=== SOURCE MATERIAL ===

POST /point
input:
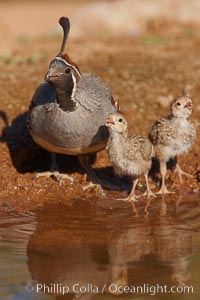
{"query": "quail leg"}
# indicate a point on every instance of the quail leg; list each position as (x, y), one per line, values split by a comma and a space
(180, 172)
(163, 170)
(55, 172)
(148, 192)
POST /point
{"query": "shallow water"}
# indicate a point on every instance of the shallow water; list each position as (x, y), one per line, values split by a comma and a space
(93, 248)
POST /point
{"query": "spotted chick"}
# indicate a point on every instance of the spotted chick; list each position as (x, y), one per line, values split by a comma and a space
(130, 155)
(173, 135)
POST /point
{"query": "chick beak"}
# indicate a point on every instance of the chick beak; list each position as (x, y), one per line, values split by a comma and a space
(188, 105)
(109, 122)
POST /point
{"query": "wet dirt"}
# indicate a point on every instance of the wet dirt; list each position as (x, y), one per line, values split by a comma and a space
(145, 73)
(50, 231)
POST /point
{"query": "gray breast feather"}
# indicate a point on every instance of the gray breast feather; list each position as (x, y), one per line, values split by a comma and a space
(79, 128)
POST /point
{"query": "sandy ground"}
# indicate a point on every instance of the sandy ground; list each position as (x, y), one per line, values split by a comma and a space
(144, 70)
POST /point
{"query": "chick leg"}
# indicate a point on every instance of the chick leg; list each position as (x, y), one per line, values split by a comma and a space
(163, 170)
(54, 172)
(132, 197)
(95, 180)
(180, 172)
(148, 192)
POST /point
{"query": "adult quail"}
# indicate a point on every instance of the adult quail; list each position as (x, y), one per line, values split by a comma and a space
(68, 111)
(173, 135)
(130, 155)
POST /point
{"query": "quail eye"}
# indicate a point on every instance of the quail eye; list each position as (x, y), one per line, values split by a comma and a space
(67, 70)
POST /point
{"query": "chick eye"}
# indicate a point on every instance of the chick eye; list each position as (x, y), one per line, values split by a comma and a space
(67, 70)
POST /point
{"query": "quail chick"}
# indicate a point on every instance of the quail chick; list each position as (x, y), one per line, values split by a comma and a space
(68, 110)
(173, 135)
(130, 155)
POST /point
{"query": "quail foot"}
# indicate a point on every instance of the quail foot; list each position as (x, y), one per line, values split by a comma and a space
(130, 155)
(68, 111)
(173, 135)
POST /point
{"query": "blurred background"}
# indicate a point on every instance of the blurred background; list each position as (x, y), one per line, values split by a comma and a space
(22, 18)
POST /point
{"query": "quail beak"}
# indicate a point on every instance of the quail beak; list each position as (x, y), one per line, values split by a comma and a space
(109, 122)
(49, 76)
(188, 105)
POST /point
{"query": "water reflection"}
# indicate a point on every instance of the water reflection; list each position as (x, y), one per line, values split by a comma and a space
(112, 242)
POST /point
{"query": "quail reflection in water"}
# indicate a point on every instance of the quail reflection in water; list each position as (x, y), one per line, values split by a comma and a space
(103, 243)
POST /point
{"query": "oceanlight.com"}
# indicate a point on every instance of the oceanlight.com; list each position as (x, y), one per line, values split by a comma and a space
(60, 289)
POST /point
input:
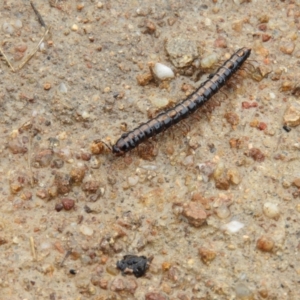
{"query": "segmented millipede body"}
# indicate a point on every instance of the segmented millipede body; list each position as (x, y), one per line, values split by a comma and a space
(182, 110)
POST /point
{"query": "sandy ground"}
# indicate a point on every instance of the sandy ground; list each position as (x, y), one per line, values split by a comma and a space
(215, 202)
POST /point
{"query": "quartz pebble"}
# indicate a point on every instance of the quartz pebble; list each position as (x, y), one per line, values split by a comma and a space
(155, 296)
(271, 210)
(163, 72)
(206, 255)
(18, 23)
(194, 213)
(159, 102)
(292, 115)
(67, 203)
(265, 243)
(7, 28)
(243, 292)
(133, 180)
(85, 230)
(233, 226)
(63, 88)
(209, 61)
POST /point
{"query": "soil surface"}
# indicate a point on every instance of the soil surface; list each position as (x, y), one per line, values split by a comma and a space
(212, 204)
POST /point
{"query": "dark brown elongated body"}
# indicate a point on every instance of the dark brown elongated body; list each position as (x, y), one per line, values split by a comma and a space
(182, 110)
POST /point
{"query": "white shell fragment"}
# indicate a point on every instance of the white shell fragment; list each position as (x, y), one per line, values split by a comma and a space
(163, 72)
(233, 226)
(85, 230)
(271, 210)
(209, 61)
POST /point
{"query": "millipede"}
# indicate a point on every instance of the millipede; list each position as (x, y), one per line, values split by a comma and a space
(182, 110)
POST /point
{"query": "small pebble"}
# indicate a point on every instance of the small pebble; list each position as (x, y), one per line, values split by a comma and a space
(292, 115)
(133, 180)
(233, 226)
(85, 230)
(74, 27)
(208, 61)
(47, 86)
(63, 88)
(265, 243)
(271, 210)
(243, 292)
(287, 48)
(18, 23)
(194, 213)
(7, 28)
(99, 5)
(67, 203)
(256, 154)
(223, 212)
(207, 255)
(163, 72)
(159, 102)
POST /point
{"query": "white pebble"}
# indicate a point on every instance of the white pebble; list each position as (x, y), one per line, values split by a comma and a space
(133, 180)
(207, 22)
(18, 23)
(233, 226)
(209, 61)
(74, 27)
(188, 160)
(86, 230)
(159, 102)
(149, 167)
(63, 88)
(46, 246)
(271, 210)
(223, 211)
(42, 47)
(7, 28)
(163, 72)
(85, 115)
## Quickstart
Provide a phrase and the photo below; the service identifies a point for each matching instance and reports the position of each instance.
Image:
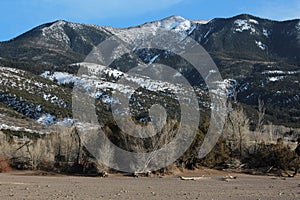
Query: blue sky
(18, 16)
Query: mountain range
(257, 58)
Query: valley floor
(212, 185)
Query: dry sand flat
(213, 186)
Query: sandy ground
(20, 185)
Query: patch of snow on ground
(61, 77)
(275, 78)
(65, 122)
(56, 32)
(175, 23)
(253, 21)
(244, 25)
(46, 119)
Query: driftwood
(195, 178)
(229, 177)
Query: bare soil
(213, 185)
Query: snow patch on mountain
(275, 78)
(46, 119)
(56, 32)
(245, 25)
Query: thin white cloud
(108, 8)
(280, 11)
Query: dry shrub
(4, 164)
(269, 155)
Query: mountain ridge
(260, 56)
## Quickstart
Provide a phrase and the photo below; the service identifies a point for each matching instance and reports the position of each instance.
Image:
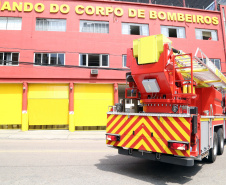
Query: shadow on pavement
(149, 171)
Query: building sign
(106, 11)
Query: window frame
(41, 18)
(206, 30)
(173, 27)
(124, 66)
(11, 58)
(213, 61)
(100, 58)
(123, 24)
(7, 21)
(49, 59)
(93, 21)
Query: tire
(213, 151)
(220, 137)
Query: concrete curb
(51, 135)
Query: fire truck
(179, 105)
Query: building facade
(48, 50)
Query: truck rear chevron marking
(149, 133)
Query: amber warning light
(178, 145)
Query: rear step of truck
(188, 161)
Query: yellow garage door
(48, 104)
(91, 103)
(11, 104)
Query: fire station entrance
(48, 104)
(91, 103)
(11, 104)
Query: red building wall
(72, 42)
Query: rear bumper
(183, 161)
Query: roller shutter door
(11, 104)
(91, 103)
(48, 104)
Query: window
(135, 29)
(10, 23)
(49, 59)
(172, 31)
(50, 24)
(216, 62)
(9, 59)
(94, 60)
(124, 57)
(94, 26)
(202, 34)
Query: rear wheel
(220, 137)
(213, 151)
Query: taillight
(112, 137)
(178, 145)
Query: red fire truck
(180, 116)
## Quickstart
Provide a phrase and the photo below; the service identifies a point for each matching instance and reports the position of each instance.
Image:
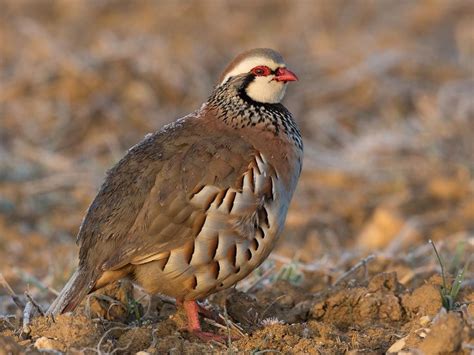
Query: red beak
(285, 75)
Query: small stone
(45, 343)
(397, 346)
(424, 321)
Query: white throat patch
(263, 88)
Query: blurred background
(384, 102)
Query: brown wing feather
(143, 208)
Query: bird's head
(260, 73)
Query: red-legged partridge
(198, 205)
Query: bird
(198, 205)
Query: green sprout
(450, 293)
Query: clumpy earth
(385, 105)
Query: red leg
(194, 326)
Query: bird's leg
(194, 326)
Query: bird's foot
(194, 327)
(208, 336)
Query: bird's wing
(158, 196)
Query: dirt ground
(385, 102)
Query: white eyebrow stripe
(247, 64)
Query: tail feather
(72, 294)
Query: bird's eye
(261, 70)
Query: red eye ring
(261, 70)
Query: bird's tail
(72, 294)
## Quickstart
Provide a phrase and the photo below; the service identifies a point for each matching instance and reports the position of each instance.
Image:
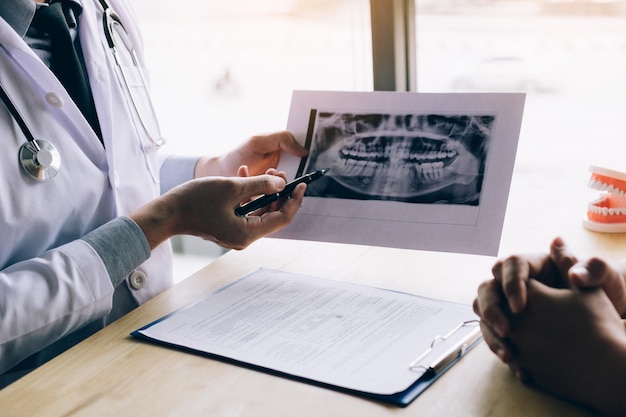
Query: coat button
(54, 99)
(137, 280)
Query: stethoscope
(39, 158)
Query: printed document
(351, 336)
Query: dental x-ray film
(423, 171)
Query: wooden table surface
(113, 374)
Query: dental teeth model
(607, 213)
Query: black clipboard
(429, 366)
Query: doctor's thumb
(261, 184)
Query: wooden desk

===

**WHAT THE TASK REQUIRES:**
All that is needed is an exact copy of the lines from the line with "Query: taillight" through the end of the listing, both ends included, with no pictures.

**YOUR SOLUTION:**
Query: taillight
(112, 137)
(178, 145)
Query: red fire truck
(180, 116)
## Quickstart
Provide a phrase and the photo below; the service identifies a point for each matching instance and reports the position of each instance.
Image:
Query: red beak
(285, 75)
Query: small stone
(45, 343)
(397, 346)
(424, 321)
Query: white throat patch
(263, 88)
Query: blurred background
(384, 102)
Query: brown wing feather
(143, 208)
Query: bird's head
(260, 73)
Query: red-legged partridge
(198, 205)
Query: bird
(198, 205)
Query: green sprout
(450, 293)
Query: clumpy earth
(385, 105)
Query: red leg
(194, 326)
Query: bird's leg
(194, 326)
Query: bird's foot
(194, 327)
(208, 336)
Query: bird's wing
(158, 196)
Query: dirt ground
(385, 102)
Query: white eyebrow stripe
(247, 64)
Query: tail feather
(72, 294)
Query: bird's eye
(261, 70)
Query: red eye ring
(261, 70)
Query: bird's tail
(72, 294)
## Quickstart
Provide a phrase and the photo below; the service identifies a point for each matching instance and reports the position of each instance.
Image:
Query: coat button
(54, 99)
(137, 280)
Query: stethoscope
(39, 158)
Query: printed document
(351, 336)
Query: dental x-ray film
(423, 171)
Query: wooden table surface
(113, 374)
Query: dental teeth model
(607, 213)
Query: black clipboard
(429, 366)
Query: doctor's thumb
(261, 184)
Query: wooden desk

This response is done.